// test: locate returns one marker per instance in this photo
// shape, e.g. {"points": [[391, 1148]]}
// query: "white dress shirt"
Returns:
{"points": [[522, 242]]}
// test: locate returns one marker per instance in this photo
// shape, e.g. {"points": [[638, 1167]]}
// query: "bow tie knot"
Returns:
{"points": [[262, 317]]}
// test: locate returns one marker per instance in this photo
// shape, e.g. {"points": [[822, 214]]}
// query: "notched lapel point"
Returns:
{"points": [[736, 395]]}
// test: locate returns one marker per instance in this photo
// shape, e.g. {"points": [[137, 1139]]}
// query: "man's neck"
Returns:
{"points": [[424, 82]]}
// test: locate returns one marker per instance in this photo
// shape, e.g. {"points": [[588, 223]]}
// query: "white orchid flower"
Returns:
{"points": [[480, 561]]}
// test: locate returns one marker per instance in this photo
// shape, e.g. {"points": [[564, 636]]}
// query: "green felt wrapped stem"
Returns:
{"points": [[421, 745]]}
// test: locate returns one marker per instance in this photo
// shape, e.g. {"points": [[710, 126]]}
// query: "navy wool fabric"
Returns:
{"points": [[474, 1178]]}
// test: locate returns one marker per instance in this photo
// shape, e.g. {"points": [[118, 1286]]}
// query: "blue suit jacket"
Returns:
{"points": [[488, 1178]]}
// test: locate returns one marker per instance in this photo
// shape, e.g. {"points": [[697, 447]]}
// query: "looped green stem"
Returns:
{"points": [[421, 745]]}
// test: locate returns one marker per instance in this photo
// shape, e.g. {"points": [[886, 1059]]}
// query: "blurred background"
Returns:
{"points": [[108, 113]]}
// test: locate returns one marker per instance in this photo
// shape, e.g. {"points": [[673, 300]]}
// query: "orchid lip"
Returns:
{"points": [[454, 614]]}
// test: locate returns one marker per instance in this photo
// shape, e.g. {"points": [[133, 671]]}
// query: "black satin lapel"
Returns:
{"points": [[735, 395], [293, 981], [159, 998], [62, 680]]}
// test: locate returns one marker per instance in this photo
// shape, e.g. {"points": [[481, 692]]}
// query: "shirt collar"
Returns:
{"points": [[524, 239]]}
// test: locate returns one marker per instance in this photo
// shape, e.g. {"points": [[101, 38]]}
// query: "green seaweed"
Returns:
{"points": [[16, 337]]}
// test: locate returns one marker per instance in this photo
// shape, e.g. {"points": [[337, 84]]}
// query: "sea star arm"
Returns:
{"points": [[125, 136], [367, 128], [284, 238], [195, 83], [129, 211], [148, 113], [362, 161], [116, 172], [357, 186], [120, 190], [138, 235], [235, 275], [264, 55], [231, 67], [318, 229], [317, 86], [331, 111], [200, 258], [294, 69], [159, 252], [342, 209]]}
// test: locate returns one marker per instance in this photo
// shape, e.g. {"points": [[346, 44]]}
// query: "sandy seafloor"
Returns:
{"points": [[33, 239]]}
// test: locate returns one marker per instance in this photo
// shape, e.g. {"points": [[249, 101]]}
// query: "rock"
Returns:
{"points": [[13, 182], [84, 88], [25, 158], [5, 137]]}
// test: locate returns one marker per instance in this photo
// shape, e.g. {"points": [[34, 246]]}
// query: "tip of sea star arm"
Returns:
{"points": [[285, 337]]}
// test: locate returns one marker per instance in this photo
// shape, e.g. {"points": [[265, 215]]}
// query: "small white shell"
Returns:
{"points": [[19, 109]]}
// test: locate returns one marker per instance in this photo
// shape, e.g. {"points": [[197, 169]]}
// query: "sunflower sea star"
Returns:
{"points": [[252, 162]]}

——

#### Task objective
Going over every line of the entries, tally those containing the string "stem" and report only the figure.

#### Exercise output
2